● **Actions to take**:
1/ In the text on closures and dynamic scoping, list every identifier in the declaration of the closure struct, leaving out C++ keywords.
2/ In the text on closures and dynamic scoping, what would the example program print under dynamic scoping?
3/ From the text on closures and dynamic scoping, output the part that opens with the words containing "The first thing" and closes with "in the rule.".

The really interesting thing about closures is the way they enable yet another programming paradigm: dynamic scoping. In C++, unqualified names (those without a "::" prefix) usually refer to the innermost enclosing scope in which they're defined:



    #include <iostream>





    namespace foo


    {


      int x = 76;





      int g()


      {


         return x + 1;                // refers to foo::x


      }


    }


    int main()


    {


       int x = 42;


       std::cout << foo::g();         // prints 77


    }

In dynamic scoping systems, though, names refer to the nearest scope on the call stack in which they're defined. Therefore, in the same code, foo::g would see the value of x that was established in main(), and the program would print 43.

The fully qualified names of closure variables (rulename.membername) are dynamically scoped. That means, for example, that any semantic action in our grammar can refer to expression.value, and in doing so, can reach up the call stack to the value associated with the nearest invocation of the expression rule.

10.7.1.2 Implementation Details

Take a look at the declaration of our closure:



    struct vars : closure<vars, int>


    {


        member1 value;


    };

The first thing you'll probably notice is that closure uses the "Curiously Recurring Template Pattern" (covered in Chapter 9), so that it has access to the type of vars. More interesting, though, is the use of the special type member1 for value.

Clearly, if the library lets you write rulename.closure-variable, rules must contain public data members with the same names as closure variables. Actually, the limitations of the C++ language give us a big hint as to what's going on here: The only way to automatically allow the closure data members to be addressed as rule data members of the same name is to make the closure a public base of the rule class itself. There's simply no other way to generate identically named public data members in the rule.

● **Dataset extract**:
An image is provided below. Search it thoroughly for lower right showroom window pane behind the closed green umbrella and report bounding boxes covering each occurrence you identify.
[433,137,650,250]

...

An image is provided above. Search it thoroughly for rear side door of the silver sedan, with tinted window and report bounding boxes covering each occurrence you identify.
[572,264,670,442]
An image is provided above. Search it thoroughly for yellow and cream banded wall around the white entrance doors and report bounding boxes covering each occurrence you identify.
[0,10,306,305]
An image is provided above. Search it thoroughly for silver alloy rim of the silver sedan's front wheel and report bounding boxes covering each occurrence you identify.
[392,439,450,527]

---

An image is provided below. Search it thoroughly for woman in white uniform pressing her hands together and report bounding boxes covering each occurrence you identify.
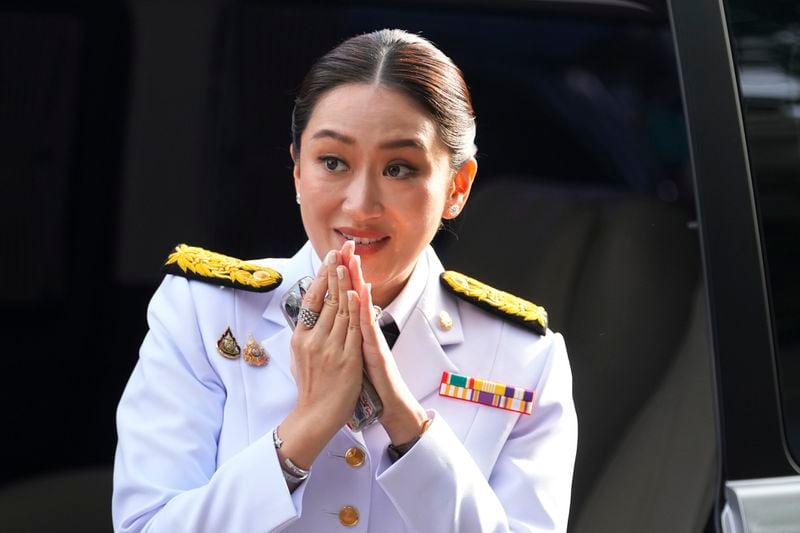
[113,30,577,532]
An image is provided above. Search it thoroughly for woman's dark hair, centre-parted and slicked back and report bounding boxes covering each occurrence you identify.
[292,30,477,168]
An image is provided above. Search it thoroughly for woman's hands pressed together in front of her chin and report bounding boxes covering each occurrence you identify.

● **Per-task outputs**:
1/ vars, closure, member1, value

2/ 43

3/
The first thing you'll probably notice is that closure uses the "Curiously Recurring Template Pattern" (covered in Chapter 9), so that it has access to the type of vars. More interesting, though, is the use of the special type member1 for value.

Clearly, if the library lets you write rulename.closure-variable, rules must contain public data members with the same names as closure variables. Actually, the limitations of the C++ language give us a big hint as to what's going on here: The only way to automatically allow the closure data members to be addressed as rule data members of the same name is to make the closure a public base of the rule class itself. There's simply no other way to generate identically named public data members in the rule.